▶ [Exercise]: Update all of the records below by replacing every "marker" with "point", keeping everything else unchanged. Return the full records with that single substitution.

▶ [Rows]:
== == ==

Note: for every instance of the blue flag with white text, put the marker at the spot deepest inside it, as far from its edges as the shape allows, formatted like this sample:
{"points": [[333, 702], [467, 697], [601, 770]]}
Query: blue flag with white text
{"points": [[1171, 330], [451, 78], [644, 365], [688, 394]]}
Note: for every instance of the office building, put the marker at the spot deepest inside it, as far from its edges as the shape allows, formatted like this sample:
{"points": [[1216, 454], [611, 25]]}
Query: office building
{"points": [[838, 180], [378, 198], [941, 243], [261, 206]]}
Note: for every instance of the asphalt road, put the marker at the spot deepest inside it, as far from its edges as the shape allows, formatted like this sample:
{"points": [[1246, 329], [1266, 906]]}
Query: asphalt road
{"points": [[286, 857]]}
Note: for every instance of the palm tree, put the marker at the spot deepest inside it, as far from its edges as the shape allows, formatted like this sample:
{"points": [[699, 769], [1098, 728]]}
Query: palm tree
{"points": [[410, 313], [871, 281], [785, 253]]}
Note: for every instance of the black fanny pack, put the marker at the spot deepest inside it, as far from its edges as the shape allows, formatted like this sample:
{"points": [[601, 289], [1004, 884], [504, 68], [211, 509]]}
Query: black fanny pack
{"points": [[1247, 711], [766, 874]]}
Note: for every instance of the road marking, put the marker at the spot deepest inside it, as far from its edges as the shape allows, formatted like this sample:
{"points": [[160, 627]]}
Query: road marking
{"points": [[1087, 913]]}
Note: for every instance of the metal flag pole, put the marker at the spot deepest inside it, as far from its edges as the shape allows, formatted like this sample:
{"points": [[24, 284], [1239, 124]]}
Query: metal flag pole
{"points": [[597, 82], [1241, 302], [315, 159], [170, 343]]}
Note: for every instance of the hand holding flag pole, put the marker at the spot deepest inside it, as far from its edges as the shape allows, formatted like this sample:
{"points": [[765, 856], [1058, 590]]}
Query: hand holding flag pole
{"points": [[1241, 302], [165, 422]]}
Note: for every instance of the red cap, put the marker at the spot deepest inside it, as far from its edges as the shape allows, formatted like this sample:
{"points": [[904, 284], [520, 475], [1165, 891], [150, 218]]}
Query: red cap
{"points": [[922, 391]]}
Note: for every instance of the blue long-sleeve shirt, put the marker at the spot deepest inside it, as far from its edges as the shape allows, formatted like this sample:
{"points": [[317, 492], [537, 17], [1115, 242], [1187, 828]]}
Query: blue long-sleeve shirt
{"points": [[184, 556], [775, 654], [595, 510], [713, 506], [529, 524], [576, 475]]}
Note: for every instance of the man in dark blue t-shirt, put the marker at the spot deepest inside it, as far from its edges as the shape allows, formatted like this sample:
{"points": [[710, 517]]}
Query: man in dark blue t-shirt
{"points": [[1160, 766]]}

== == ==

▶ [Written response]:
Note: for every instance of the blue flag with white text, put the point at the spot deepest inside it, as far from its edges as the shape allows, formatted like this sample:
{"points": [[333, 702], [467, 697], [601, 770]]}
Query: blue flag with white text
{"points": [[1171, 330], [451, 78], [644, 365], [688, 394]]}
Note: for every instance of the office building, put the point at the spot deepest inside it, as far from its edges as the shape allows, formatted like this sample:
{"points": [[1216, 454], [611, 25]]}
Query: office building
{"points": [[838, 180], [378, 198], [941, 243], [261, 206]]}
Note: for every instance of the asphalt road, put the point at the spot deepest inside it, as far from its edges as the shape allows, formatted like this sample:
{"points": [[1246, 329], [1266, 906]]}
Query: asphalt road
{"points": [[286, 857]]}
Note: for every instance of the palm tree, put the point at the spot deepest inside it, as far from its edges as the shape allows, formatted like this sample:
{"points": [[699, 769], [1098, 728]]}
Query: palm tree
{"points": [[410, 313], [871, 281], [785, 253]]}
Note: for every instance of the black fanny pack, put the point at the spot deepest inside it, as far from its edges as the shape allows, formatted like this sample:
{"points": [[601, 289], [1004, 884], [504, 68], [211, 509]]}
Query: black fanny pack
{"points": [[1247, 711], [766, 874]]}
Note: for every instance of the road marking, put the point at the spot deepest inside it, as far from its edges as the shape allows, formatted like this sample:
{"points": [[160, 627]]}
Query: road marking
{"points": [[1087, 913]]}
Note: for every instance of the metal flag pole, put the point at the spot deepest inside it, as far from its edges as the shape allows, formatted like this sample:
{"points": [[24, 284], [1239, 124]]}
Query: metal flag pole
{"points": [[597, 82], [1241, 302], [315, 159], [170, 343]]}
Note: for every instance of the hand holding flag pole, put the point at the spot deepest inside it, as far from its edges as the shape allows, formatted like this sample:
{"points": [[765, 856], [1058, 590]]}
Query: hand holding flag pole
{"points": [[1241, 302], [165, 422]]}
Note: for every instance of the red cap, put the point at the spot deepest inside it, as far from its edges as the shape allows, formatted like this sample:
{"points": [[904, 284], [520, 475], [1165, 891], [150, 218]]}
Query: red cap
{"points": [[922, 391]]}
Note: for every instance of the blue long-sleeve shirt, put the point at the spot deepest inside it, as far from its edges as the shape allows, formatted like this sample:
{"points": [[317, 492], [537, 17], [1115, 242], [1187, 828]]}
Query: blue long-sleeve shirt
{"points": [[184, 556], [775, 654], [595, 510], [713, 506], [529, 524], [576, 475]]}
Note: for every instance of the man in dark blue t-shirt, put the point at the spot deepest inside it, as far from its edges as the shape allows, formatted like this sample:
{"points": [[710, 517]]}
Query: man in dark blue t-shirt
{"points": [[1160, 766]]}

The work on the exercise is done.